** start of EXCERPT PROVIDED **
Fraction 4 was pure enough to allow a direct NMR analysis. GC–MS analysis suggested the presence of a major volatile compound eluting at 36.94 min (RI(DB-5MS) 2570). The molecular ion peak at m/z 267 was also the base peak. An odd m/z value of M⁺˙ indicated that the compound in question contained an odd number of nitrogen atoms. This was corroborated by high resolution mass spectrometry that showed that its molecular formula was C₁₆H₁₃NO₃. High index of hydrogen deficiency (11 unsaturations) suggested that two molecules of methyl N-methyl-N-nitrosoanthranilate were combined and that 8 of 11 unsaturations corresponded to 2 aromatic rings. The molecular formula of the investigated compound indicated that it contains 2 C, 7 H, 3 N and 3 O atoms less than those in two molecules of compound 2.

The presence of 16 C atoms in the molecule was confirmed by 16 peaks observed in ¹³C NMR among which 5 were peaks of very low intensity. DEPT spectra showed only the existence of CH₃ and CH groups. The ¹H NMR spectra of the compound showed 7 signals in the chemical shifts range of protons attached to an aromatic ring: tree doublets of doublets (dd 7.74, 8.39, 8.54 ppm), two doublets of doublets of doublets (ddd 7.62 and 7.79 ppm), one doublet (d 8.29 ppm) and one triplet (t, 7.33 ppm). This pattern was indicative of 2 aromatic cores, 1,2-disubstituted and 1,2,3-trisubstituted ones. Additionally, there were two signals (singlets at 3.63 and 3.98 ppm) indicating the presence of N-methyl and O-methyl groups. The structural elucidation and assignation of all proton and carbon-13 NMR signals was made possible only by the use of 2D NMR (¹H–¹H COSY and HMBC spectra) and correlations observed in these spectra gave rise to the assignations given in Table 2. The HMBC spectrum showed correlation between the protons at 3.98 ppm and a carbon at 169.3 ppm showing the presence of an ester group. This was also strengthened by the fragmentation patterns visible in the MS spectra, the presence of an ion corresponding to the loss of the OCH₃ group and the loss of COOCH₃, and an IR absorption at 1722 cm⁻¹.
** end of EXCERPT PROVIDED **
** start of DATASET EXCERPTS **
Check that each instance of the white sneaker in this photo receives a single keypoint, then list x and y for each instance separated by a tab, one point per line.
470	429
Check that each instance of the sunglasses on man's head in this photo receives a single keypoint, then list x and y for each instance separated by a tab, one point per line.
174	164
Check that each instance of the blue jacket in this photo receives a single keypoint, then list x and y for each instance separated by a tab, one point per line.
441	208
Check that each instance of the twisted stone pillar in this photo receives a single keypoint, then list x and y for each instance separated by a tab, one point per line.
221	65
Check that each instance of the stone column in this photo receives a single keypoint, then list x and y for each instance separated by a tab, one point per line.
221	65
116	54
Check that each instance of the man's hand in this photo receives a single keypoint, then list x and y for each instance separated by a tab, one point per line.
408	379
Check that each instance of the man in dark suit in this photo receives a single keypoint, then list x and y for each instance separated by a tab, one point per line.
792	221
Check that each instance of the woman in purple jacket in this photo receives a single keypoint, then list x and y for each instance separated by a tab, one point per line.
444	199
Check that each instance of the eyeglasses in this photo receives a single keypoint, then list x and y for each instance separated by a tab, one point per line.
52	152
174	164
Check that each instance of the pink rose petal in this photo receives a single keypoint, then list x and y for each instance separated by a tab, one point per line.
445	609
** end of DATASET EXCERPTS **
- _REQUIRED WORK_
- a) Swap "stone" for "marble" in the entries, covering everything from the line containing "Check that each instance of the twisted" down to the end of the entries, and write out those lines again with nothing else changed.
- b) Write the next part of the passage on the NMR analysis of fraction 4.
The text and the entries were taken from unrelated sources.

- _SET OF ANSWERS_
- a)
Check that each instance of the twisted marble pillar in this photo receives a single keypoint, then list x and y for each instance separated by a tab, one point per line.
221	65
Check that each instance of the marble column in this photo receives a single keypoint, then list x and y for each instance separated by a tab, one point per line.
221	65
116	54
Check that each instance of the man's hand in this photo receives a single keypoint, then list x and y for each instance separated by a tab, one point per line.
408	379
Check that each instance of the man in dark suit in this photo receives a single keypoint, then list x and y for each instance separated by a tab, one point per line.
792	221
Check that each instance of the woman in purple jacket in this photo receives a single keypoint, then list x and y for each instance separated by a tab, one point per line.
444	199
Check that each instance of the eyeglasses in this photo receives a single keypoint, then list x and y for each instance separated by a tab, one point per line.
52	152
174	164
Check that each instance of the pink rose petal in this photo receives a single keypoint, then list x and y for each instance separated by a tab, one point per line.
445	609

- b)
The multiplicities and the corresponding coupling constants of protons in ¹H NMR and correlations observed in ¹H–¹H COSY spectrum revealed that the protons at 7.33, 7.74 and 8.39 ppm belong to a trisubstituted aromatic core and the protons at 7.62, 7.79, 8.29 and 8.54 ppm to a disubstituted one. These data generally agreed with two possible structures, presented in Fig. 3. Alongside with the value of chemical shift of the carbonyl which corresponded more to an amide and less to the conjugated ketone, the cross peak between the proton at 3.63 ppm and the carbon at 162.8 ppm in HMBC spectrum confirmed that the N-methylamino and carbonyl groups are part of an amide group consistent with structure 5 and are not as distant as in structure 5a. Structure 5 was additionally confirmed by the existence of cross peaks in the HMBC spectrum (see Fig. 4) and in ¹H–¹H COSY spectrum (H1–H2, H2–H3, H7–H8, H9–H10). Very recently, during the preparation of this manuscript, the synthesis of 5, alongside with the spectral data (though without ¹H and ¹³C NMR assignment), has been published.³¹ The NMR and IR data published herein agreed favorably with this study.³¹

Fig. 3 Possible structures of the major constituent of fraction 4.

Fig. 4 Selected HMBC interactions of compounds 5, 6 and 7.

A compound eluting at 31.95 min (RI (DB-5MS) 2249), showing the highest m/z value at 255 in its mass spectrum, was detected in low amount during the GC–MS analysis of fractions 1, 2 and 3. An odd m/z value of M⁺˙ (255) pointed to an odd number of nitrogen atoms in the investigated compound and corresponded to the molecular formula C₁₅H₁₃NO₃. The comparison of its mass spectra with those from MS libraries suggested that it contained an anthranilate moiety and that it could be an amide of benzoic acid. Having this in mind we assumed that the compound in question was methyl N-benzoylanthranilate (6) (Fig. 5). To confirm this tentative identification we synthesized the mentioned compound starting from benzoyl chloride and methyl anthranilate in the presence of Et₃N following the procedure of Schneider et al.²⁷ and the structure of the synthetized compound was confirmed by 1D and 2D NMR (Fig. 4 shows important HMBC interactions used to assign the spectra, while Table 3 summarizes the assigned data). NMR data were in accordance with the literature.³² GC co-injection confirmed that compound 6 was indeed the constituent of fractions 1–3.

Fig. 5 Structure of compound 6.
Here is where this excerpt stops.